Task set
1. From the passage on data transmission in a cluster, quote everything from "A simple cluster" down to "shown in Fig. 3.".
2. In the passage on data transmission in a cluster, what values of Q_i are obtained after substituting into Eq. (4)?
3. Proceed with the passage on data transmission in a cluster, picking up after its final sentence.

* Begin Document extract *

The value of \(C'(S,i)\) means the amount of data that node i should transmit, similarly, the value of \(C'(i, T)\) stands for the amount of data that node i can receive. The value of \(C'(u,v)\) stands for the maximum amount of data that can be transmitted between node u and node v during \(T_{tran}\). Therefore, a feasible flow of \(G'\) stands for a feasible data transmission path. For example, suppose the cluster shown in Fig. 2 has the following properties:

Fig. 2
figure 2

A simple cluster

As shown in Table 2, \(C_i\) = [1, 2, 1, 1, 1] means that \(C_1\) = 1,\(C_2\) = 2,...,\(C_5\) = 1. Other properties follow the same rules. We substitute \(P_i\), \(M_i\), \(F_i\), \(R_i\) and \(T_{max}\) into Eq. (4), and obtain \(Q_i\) = [2, -4, 2, -1, -1]. Suppose we want to check whether \(T_{tran} = 2\) is feasible, we firstly build the flow network following the steps above, the process is shown in Fig. 3.

* End Document extract *
* Begin Information provided *

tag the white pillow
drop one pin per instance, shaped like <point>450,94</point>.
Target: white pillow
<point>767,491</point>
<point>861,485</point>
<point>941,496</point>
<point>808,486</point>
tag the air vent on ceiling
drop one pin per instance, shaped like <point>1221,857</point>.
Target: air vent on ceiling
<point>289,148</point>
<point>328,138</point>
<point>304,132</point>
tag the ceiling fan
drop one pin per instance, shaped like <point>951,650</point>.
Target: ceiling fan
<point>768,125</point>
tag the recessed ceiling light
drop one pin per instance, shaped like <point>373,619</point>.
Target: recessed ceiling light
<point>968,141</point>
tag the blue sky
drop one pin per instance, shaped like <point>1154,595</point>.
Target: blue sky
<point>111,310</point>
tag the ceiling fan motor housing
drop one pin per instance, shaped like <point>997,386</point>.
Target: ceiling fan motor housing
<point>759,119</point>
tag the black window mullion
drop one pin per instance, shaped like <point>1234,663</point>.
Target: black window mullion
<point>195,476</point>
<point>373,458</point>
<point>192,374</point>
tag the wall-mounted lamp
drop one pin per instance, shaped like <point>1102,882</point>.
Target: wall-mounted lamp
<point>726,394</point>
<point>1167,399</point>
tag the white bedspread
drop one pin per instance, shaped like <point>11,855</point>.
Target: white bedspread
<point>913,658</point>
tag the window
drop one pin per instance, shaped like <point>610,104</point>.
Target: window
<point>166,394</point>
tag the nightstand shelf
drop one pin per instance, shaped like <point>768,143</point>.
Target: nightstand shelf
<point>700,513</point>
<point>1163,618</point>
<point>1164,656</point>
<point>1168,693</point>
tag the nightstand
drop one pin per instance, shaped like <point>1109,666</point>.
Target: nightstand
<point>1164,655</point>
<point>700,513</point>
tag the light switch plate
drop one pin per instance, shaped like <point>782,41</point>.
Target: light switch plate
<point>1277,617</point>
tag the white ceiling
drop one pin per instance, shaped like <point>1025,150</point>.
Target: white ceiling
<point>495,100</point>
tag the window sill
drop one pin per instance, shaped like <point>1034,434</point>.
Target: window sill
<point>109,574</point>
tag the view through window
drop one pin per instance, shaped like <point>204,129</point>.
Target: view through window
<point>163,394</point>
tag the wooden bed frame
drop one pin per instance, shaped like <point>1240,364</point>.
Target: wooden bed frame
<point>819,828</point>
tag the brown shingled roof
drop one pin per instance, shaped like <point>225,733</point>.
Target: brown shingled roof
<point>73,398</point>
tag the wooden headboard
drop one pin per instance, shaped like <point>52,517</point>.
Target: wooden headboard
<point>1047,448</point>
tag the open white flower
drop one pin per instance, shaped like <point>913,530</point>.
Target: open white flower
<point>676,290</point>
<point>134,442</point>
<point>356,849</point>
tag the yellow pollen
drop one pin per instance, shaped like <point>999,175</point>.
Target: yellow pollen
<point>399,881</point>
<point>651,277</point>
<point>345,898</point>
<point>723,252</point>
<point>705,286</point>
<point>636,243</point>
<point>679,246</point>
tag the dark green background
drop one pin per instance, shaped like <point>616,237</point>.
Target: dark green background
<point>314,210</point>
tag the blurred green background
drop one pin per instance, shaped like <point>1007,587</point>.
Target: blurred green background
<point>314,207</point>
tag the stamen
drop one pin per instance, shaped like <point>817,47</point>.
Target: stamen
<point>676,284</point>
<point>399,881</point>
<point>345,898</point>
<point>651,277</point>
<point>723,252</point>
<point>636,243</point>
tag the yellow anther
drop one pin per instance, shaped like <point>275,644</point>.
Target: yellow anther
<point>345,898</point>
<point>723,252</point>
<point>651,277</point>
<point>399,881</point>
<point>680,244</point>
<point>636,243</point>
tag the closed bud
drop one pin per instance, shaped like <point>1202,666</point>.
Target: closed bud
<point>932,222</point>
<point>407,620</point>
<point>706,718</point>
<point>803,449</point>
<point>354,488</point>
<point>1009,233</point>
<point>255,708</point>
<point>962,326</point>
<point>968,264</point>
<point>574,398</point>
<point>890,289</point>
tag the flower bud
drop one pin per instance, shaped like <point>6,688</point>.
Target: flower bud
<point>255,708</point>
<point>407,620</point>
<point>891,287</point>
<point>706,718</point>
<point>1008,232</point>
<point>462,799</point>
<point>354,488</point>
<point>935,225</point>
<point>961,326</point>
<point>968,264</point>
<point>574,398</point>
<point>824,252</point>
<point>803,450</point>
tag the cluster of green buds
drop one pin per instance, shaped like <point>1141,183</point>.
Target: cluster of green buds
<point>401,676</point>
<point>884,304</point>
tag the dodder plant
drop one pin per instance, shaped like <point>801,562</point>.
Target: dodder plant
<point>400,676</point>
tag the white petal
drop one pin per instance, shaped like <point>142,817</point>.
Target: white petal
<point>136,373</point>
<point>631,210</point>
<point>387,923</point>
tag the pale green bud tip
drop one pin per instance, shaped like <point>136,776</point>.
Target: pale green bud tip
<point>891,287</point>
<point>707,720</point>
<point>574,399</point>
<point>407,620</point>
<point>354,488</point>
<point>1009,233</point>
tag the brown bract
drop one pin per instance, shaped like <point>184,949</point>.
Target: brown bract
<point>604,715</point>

* End Information provided *

Answer set
1.
A simple cluster

As shown in Table 2, \(C_i\) = [1, 2, 1, 1, 1] means that \(C_1\) = 1,\(C_2\) = 2,...,\(C_5\) = 1. Other properties follow the same rules. We substitute \(P_i\), \(M_i\), \(F_i\), \(R_i\) and \(T_{max}\) into Eq. (4), and obtain \(Q_i\) = [2, -4, 2, -1, -1]. Suppose we want to check whether \(T_{tran} = 2\) is feasible, we firstly build the flow network following the steps above, the process is shown in Fig. 3.

2. Q_i = [2, -4, 2, -1, -1]

3.
Fig. 3
figure 3

Process of building flow network

Table 2 Properties of the cluster

Note that so far we do not consider the maximal transmission rate \(C_i\) of each node, to take it into consideration, we need another flow network based on Fig. 3. We divide each node \(i(1 \le i \le N)\) into two nodes : node \(i+\) and node \(i-\), as shown in Fig. 4. Let \(C''(u,v)\) stand for the capacity of arc (uv). In a feasible flow, we have

$$\begin{aligned} \sum \limits _{p = 1}^{n} Fin\_p = C_i = \sum \limits _{q = 1}^{m} Fout\_q \end{aligned}$$
(7)

and

$$\begin{aligned} C_i \le C''(i+,i-) \end{aligned}$$
(8)

In this way, neither the amount of input flow nor output flow of node i will exceed \(C''(i+, i-)\). The algorithm below illustrates the steps of building the flow network of the second phase. Figure 5 illustrates the final flow network after all above steps.

Fig. 4
figure 4

Divide each node into two nodes

  1. Step 1

    Let \(G'' = (V'', E'')\) be a directed graph with \(V'' = \{S, T\}\), \(E'' = \emptyset \). Each arc \((u, v) \in E''\) has an associated non-negative real valued capacity \(C''(u,v)\).

  2. Step 2

    For each node i in V, add two nodes: node \(i+\) and node \(i-\) to \(V''\).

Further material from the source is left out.